→ STATED TASK A
Could you give the listing again, from the line containing "segment --target=black and white dog" through the line containing "255L118 272L152 269L134", with "black and white dog" replaced by "spotted dog" and nothing else changed?

→ SUPPLIED PASSAGE
Spons' Household Manual A treasury of domestic receipts and a guide for home management

Part 83

Chapter 834,299 wordsPublic domain

_Mint Sauce_ (Menthe).--Chop as finely as possible a quantity of mint leaves, previously washed. Add to them sufficient white wine vinegar and water in equal parts to float them, and a small quantity of powdered sugar. Let the sauce stand for an hour before serving.

_Mustard._--(_a_) 9 oz. water, 8 oz. mustard flour, 2 oz. salt; mix smooth; add 6 oz. more water, mix.

(_b_) Take a good heaped handful of salt, put it into a jug, pour 1 pint boiling water; let this get cold, then mix it with as much mustard as it will use up, and put the mixed mustard in a jar and cover it; it will keep good, and not dry and discolour in the mustard-pot.

(_c_) Mix 1 qt. brown mustard seed with a handful each of parsley, chervil, tarragon, and burnet, a teaspoonful of celery seed, and cloves, mace, garlic, and salt according to taste. Put the whole into a basin, with enough wine vinegar to cover the mixture. Let it steep 24 hours, then pound it in a marble mortar. When thoroughly pounded pass it through a fine sieve; add enough vinegar to make the mustard of the desired consistency, and put into jars for use.

(_d_) Take mixed whole spices, and boil in vinegar with 2 lumps sugar; then mix mustard into a stiff paste with cold vinegar. With a red-hot Italian iron heater stir quickly while you mix the boiling vinegar after straining the spices. This will keep for years, well corked in a wide-necked bottle.

_Olive Sauce._--Mix quite smoothly 1 spoonful flour in 4 of good salad oil, add 6 shallots, chopped, with a very little lemon peel, mix with stock and 2 tablespoonfuls vinegar, some pepper and salt, and a bay leaf. Boil for 20 minutes, and strain. Place on the fire again, and add 6-8 stoned olives, cut up small. Serve round a mince of mutton.

_Onion Sauce_ (pauvre homme).--(_a_) Peel and parboil some onions, drain, and cut them in quarters, put them into a stewpan with sufficient well-flavoured white stock to cover them; keep on the lid, and simmer gently until quite tender, pass them through a sieve; add to the pulp sufficient milk, cream, or béchamel sauce as will be necessary to make the sauce; stir over the fire until quite hot, add seasoning of pepper and salt if required, and it is ready.

(_b_) Parboil some onions a few minutes, mince them roughly and put them into a saucepan, with plenty of butter, a pinch of sugar and pepper and salt to taste; let them cook slowly, so that they do not take colour, and add 1 tablespoonful flour. When they are quite tender pass them through a hair sieve. Dilute the onion pulp with sufficient milk to make the sauce of the desired consistency; add a tablespoonful of Parmesan cheese, stir well, make it hot, and serve.

(_c_) Boil some onions in milk, with pepper, salt, and nutmeg. When quite done pass them through a sieve. Put some butter and flour into a saucepan; when the butter is melted and well mixed with the flour put in the pulp of the onions, and add either milk or cream, stirring the sauce on the fire until it is of the desired consistency.

→ STATED TASK B
How might the sauce recipes continue after the last one shown? Extend them from that point.

→ EXERCISE MATERIAL
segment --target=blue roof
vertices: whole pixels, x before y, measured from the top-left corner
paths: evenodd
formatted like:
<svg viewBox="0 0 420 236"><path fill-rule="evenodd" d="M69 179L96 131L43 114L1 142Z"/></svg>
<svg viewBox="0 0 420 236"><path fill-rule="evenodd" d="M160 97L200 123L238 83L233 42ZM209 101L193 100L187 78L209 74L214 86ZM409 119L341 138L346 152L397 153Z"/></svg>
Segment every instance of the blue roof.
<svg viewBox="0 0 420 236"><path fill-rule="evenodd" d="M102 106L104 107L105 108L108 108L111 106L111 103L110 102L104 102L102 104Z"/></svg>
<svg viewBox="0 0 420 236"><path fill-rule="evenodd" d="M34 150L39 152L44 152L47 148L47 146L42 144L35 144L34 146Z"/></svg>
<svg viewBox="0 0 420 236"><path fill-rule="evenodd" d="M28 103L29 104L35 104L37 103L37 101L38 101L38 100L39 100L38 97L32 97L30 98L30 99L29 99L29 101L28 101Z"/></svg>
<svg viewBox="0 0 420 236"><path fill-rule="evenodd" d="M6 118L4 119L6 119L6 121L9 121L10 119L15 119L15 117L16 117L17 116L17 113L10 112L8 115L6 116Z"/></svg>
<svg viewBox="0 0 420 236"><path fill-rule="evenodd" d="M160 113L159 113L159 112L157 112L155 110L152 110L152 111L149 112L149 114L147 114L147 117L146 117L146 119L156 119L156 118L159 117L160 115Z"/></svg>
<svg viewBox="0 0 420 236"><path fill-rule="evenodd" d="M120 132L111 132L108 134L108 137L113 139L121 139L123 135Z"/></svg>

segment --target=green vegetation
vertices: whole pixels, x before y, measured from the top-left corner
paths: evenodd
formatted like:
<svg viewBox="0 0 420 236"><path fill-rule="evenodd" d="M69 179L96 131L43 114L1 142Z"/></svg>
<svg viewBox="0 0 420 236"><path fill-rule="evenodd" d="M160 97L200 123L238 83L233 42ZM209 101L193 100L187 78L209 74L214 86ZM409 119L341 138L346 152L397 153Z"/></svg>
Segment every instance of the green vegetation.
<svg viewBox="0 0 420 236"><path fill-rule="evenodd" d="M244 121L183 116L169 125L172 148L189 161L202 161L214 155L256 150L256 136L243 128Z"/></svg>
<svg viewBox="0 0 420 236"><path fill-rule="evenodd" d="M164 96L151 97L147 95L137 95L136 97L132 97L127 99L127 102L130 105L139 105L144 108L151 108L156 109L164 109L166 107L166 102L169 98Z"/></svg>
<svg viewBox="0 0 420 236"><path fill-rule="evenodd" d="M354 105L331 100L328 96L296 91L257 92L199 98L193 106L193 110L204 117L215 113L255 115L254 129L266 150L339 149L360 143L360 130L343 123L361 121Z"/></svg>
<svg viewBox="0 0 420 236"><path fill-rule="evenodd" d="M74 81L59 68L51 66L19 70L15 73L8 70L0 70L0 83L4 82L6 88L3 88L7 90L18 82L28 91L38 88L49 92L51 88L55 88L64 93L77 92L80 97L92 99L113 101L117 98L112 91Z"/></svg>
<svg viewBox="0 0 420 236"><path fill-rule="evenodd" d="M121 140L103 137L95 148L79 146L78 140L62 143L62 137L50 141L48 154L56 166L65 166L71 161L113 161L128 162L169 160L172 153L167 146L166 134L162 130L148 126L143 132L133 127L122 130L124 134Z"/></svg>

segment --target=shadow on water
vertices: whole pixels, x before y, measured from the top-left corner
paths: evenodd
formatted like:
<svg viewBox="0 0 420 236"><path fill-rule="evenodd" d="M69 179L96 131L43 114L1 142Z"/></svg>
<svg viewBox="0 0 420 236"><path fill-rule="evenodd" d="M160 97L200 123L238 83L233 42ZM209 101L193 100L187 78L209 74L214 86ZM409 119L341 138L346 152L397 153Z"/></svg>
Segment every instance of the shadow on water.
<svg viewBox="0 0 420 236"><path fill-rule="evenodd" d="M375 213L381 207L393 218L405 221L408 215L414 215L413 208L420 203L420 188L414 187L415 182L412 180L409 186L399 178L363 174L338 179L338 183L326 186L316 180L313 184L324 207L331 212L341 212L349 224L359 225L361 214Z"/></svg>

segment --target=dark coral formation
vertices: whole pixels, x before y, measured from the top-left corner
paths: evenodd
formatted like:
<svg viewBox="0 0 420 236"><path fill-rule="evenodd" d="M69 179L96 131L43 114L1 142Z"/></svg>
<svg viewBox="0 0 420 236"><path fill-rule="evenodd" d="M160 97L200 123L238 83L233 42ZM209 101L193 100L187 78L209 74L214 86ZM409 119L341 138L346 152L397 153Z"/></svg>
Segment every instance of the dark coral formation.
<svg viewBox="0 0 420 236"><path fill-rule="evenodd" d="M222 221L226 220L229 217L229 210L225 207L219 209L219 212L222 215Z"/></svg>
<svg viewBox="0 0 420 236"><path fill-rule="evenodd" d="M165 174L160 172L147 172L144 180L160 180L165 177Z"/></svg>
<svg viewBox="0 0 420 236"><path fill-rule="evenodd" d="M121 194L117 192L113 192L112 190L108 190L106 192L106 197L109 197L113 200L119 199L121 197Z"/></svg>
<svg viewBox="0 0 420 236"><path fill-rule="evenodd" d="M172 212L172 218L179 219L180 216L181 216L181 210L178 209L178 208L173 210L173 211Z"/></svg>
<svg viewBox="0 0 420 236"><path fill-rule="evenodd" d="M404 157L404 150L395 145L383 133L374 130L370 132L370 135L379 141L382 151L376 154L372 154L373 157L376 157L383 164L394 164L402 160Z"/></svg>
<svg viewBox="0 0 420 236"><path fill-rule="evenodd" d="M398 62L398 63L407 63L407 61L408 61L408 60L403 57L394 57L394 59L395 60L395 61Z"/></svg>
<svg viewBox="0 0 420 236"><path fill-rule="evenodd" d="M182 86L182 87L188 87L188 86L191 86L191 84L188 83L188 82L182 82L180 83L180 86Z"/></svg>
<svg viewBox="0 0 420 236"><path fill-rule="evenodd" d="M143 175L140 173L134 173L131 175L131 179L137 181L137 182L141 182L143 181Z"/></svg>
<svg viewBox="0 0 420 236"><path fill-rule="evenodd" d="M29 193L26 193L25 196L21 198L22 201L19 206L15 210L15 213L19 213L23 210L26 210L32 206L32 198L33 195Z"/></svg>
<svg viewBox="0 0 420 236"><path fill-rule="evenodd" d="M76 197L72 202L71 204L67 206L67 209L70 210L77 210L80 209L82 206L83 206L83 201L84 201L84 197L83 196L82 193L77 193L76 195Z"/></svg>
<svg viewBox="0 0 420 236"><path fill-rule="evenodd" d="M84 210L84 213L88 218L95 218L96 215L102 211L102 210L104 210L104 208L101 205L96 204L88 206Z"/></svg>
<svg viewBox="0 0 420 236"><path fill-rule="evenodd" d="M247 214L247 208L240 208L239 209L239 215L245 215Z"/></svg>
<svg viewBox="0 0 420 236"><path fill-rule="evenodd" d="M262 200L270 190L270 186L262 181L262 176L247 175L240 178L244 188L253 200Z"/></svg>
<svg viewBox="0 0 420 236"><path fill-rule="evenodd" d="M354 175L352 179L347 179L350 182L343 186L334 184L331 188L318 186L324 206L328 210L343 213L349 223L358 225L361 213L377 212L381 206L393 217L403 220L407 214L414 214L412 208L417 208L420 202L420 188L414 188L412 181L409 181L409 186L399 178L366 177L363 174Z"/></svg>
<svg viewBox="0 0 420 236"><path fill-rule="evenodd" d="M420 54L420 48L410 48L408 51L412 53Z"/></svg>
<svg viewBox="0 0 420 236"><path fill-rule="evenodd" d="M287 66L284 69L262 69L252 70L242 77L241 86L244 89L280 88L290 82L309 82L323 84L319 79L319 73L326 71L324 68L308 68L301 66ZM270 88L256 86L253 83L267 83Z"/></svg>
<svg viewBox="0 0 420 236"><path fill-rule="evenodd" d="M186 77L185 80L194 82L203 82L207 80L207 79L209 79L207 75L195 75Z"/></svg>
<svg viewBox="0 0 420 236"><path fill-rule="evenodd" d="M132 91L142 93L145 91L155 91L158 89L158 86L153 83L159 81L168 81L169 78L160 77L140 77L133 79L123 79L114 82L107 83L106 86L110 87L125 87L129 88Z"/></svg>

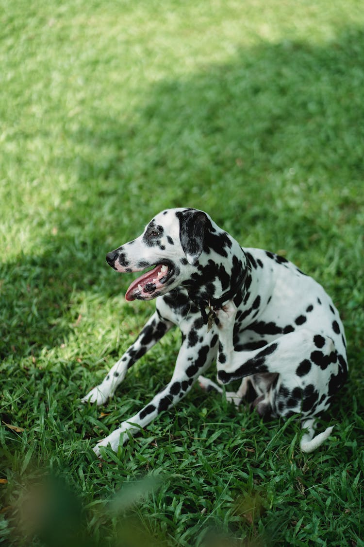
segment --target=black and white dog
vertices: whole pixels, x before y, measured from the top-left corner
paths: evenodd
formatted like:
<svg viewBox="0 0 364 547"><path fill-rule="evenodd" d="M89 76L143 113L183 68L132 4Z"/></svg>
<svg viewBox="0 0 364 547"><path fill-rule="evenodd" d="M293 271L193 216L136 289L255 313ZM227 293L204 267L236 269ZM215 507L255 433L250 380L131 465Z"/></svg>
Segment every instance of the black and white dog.
<svg viewBox="0 0 364 547"><path fill-rule="evenodd" d="M107 255L118 272L152 269L134 281L128 301L156 298L156 310L103 382L83 399L102 404L127 371L174 325L182 341L170 382L138 414L94 447L117 449L157 415L175 405L214 359L217 380L243 379L227 397L236 404L253 394L261 415L300 413L301 448L311 452L331 432L314 437L315 417L345 381L344 328L323 287L285 258L240 247L207 214L195 209L159 213L136 239ZM134 425L135 424L135 425Z"/></svg>

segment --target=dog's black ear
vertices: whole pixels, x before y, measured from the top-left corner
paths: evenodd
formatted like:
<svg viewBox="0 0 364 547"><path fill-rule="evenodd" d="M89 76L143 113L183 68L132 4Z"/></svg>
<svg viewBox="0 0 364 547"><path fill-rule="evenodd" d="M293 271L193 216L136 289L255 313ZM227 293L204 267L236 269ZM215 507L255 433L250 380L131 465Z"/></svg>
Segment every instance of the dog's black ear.
<svg viewBox="0 0 364 547"><path fill-rule="evenodd" d="M202 211L193 209L177 213L180 219L180 240L186 258L194 265L204 248L205 235L211 223Z"/></svg>

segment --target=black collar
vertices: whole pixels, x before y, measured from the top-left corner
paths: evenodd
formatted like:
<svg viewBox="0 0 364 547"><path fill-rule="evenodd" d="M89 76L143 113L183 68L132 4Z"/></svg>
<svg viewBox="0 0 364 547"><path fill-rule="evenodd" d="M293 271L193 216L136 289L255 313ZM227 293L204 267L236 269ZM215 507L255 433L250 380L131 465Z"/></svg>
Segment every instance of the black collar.
<svg viewBox="0 0 364 547"><path fill-rule="evenodd" d="M195 299L192 299L192 300L194 300L198 306L200 311L201 312L202 320L205 325L210 321L212 322L214 321L215 313L214 310L219 310L225 302L227 302L228 300L232 300L235 295L237 294L239 290L240 290L240 289L243 287L247 280L248 273L249 270L250 268L249 267L249 264L248 263L247 264L247 267L245 272L238 280L236 284L235 284L234 287L230 287L229 290L227 290L226 293L224 293L224 294L219 296L219 298L212 298L208 301L201 299L197 301ZM208 313L206 313L206 309L207 307L210 309L210 312Z"/></svg>

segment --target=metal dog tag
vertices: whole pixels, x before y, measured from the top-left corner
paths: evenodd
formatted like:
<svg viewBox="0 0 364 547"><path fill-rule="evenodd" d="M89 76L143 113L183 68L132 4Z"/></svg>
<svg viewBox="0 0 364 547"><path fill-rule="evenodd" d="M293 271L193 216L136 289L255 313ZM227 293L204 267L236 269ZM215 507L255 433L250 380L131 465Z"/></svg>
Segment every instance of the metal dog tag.
<svg viewBox="0 0 364 547"><path fill-rule="evenodd" d="M208 315L207 316L207 332L209 332L212 328L212 325L215 322L216 317L216 314L214 311L210 308Z"/></svg>

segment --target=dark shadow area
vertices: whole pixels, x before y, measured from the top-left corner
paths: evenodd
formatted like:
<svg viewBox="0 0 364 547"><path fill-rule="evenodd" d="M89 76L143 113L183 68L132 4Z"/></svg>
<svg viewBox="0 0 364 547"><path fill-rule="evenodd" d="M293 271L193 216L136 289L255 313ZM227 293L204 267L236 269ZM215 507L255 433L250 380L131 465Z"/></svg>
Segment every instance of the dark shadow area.
<svg viewBox="0 0 364 547"><path fill-rule="evenodd" d="M78 176L71 202L65 196L52 213L56 233L39 241L36 255L1 265L1 357L62 343L70 327L59 319L72 293L124 291L130 278L116 276L105 254L164 207L208 210L237 236L243 224L270 230L287 215L304 248L317 228L284 196L273 203L267 177L299 165L309 181L318 166L334 193L362 179L363 66L364 32L347 29L325 46L262 44L229 64L157 84L127 126L90 113L91 126L67 136L86 143L87 157L59 162L60 170L70 162ZM355 207L350 197L341 203L348 215Z"/></svg>

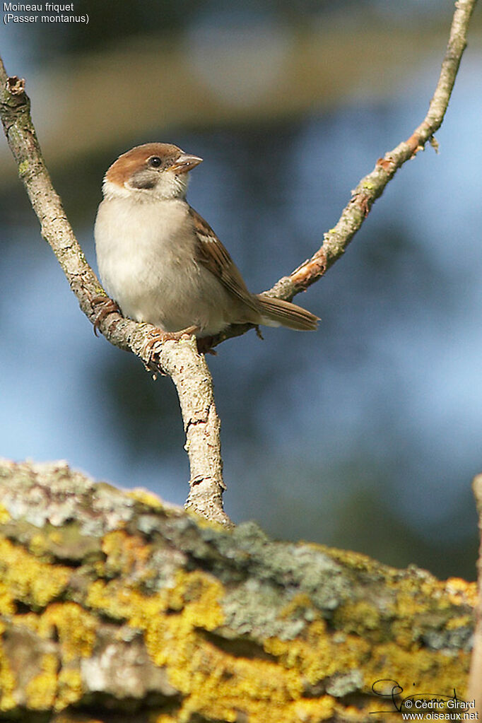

→ FINAL ANSWER A
segment --target=spotted dog
vertices: whole pixels, x before y, measured from the top-left corner
paths: evenodd
formatted like:
<svg viewBox="0 0 364 547"><path fill-rule="evenodd" d="M89 76L143 113L183 68L132 4Z"/></svg>
<svg viewBox="0 0 364 547"><path fill-rule="evenodd" d="M293 271L193 216L136 289L255 313ZM227 293L204 267L236 269ZM215 507L255 433L250 380L131 465Z"/></svg>
Segment every instance of the spotted dog.
<svg viewBox="0 0 364 547"><path fill-rule="evenodd" d="M107 255L118 272L152 269L134 281L128 301L156 298L156 310L103 382L83 399L102 404L127 371L174 325L182 341L170 382L138 414L94 447L117 449L157 415L175 405L214 359L217 380L243 379L227 397L236 404L253 394L261 415L300 413L301 448L311 452L331 432L314 437L315 417L345 381L344 328L323 287L285 258L240 247L207 214L195 209L159 213L136 239ZM134 425L135 424L135 425Z"/></svg>

→ FINAL ANSWER B
_Orange Sauce_ (Bigarade).--Pare off, as thinly as possible, the yellow rind of 2 Seville oranges; cut it into very thin shreds, and boil them in water for 5 minutes. Melt a piece of butter in a saucepan, add to it 1 tablespoonful flour, and stir until it begins to colour; add a gill of stock, pepper and salt to taste, the juice of the oranges, and a good pinch of sugar; then put in the boiled rinds, stir the sauce until it boils, and serve.

_Oyster Sauce_ (aux Huîtres).--(_a_) Parboil the oysters in their own liquor, beard them, and reserve all the liquor. Melt a piece of butter in a saucepan, add a little flour, the oyster liquor, and enough milk to make as much sauce as is wanted. Put in a blade of mace and a bay leaf tied together, pepper and salt to taste, and the least dust of cayenne. Let the sauce come to the boil, add the oysters, and as soon as they are quite hot remove the mace and bay leaf. Stir in a few drops of lemon juice, and serve.

(_b_) To make this in perfection is really one of the simplest operations in cookery Open 24 oysters; scald them, beard and wash them, and strain the liquor from them very carefully. Put all this into a stewpan of rich melted butter; let the oysters get thoroughly hot through; add the juice of a lemon, and serve.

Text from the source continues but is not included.